WRITTEN PROBLEM: Duplicate the part of the records that opens with the line containing "Could you point to the man's" and continues to the end of the records, keeping every line identical. Include that first line and the final line.

Stored records:
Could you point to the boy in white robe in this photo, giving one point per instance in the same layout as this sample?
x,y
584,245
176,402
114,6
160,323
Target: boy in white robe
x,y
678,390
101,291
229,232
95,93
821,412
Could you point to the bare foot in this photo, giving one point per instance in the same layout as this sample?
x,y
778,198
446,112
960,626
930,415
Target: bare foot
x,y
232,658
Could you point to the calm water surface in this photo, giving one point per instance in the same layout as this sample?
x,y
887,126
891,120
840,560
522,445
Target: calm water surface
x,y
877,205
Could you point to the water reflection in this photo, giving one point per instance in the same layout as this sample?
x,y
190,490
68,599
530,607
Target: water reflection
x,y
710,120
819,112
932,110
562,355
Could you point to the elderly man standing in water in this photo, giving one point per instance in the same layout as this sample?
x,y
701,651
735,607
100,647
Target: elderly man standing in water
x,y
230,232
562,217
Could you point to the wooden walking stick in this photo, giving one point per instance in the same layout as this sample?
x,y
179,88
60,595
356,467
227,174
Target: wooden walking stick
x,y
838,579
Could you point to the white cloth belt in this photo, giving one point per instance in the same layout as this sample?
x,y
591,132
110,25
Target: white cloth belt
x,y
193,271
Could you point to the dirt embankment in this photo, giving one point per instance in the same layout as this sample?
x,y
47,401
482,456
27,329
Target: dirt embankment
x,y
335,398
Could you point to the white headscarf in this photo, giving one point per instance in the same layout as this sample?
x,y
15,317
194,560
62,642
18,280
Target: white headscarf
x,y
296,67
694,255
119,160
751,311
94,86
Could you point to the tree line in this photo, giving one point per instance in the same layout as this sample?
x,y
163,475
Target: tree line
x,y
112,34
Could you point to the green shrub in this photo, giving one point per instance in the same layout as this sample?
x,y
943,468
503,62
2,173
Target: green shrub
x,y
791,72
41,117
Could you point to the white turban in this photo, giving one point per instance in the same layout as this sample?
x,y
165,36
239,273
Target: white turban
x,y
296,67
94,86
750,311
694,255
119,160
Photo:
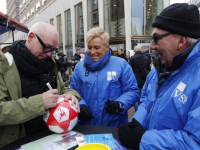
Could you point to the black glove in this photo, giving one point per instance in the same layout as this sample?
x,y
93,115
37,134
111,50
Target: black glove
x,y
85,113
130,134
112,107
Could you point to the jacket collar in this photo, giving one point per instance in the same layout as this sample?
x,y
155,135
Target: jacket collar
x,y
180,58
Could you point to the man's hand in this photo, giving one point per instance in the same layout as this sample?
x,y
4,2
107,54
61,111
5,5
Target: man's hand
x,y
50,98
85,113
112,107
74,100
130,134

RESULT BELOW:
Could you point to the man's hand in this photo, giving one point per instance in the same layout as this sample?
x,y
4,2
107,54
61,111
5,5
Target: man's hand
x,y
50,98
85,113
112,107
74,100
130,134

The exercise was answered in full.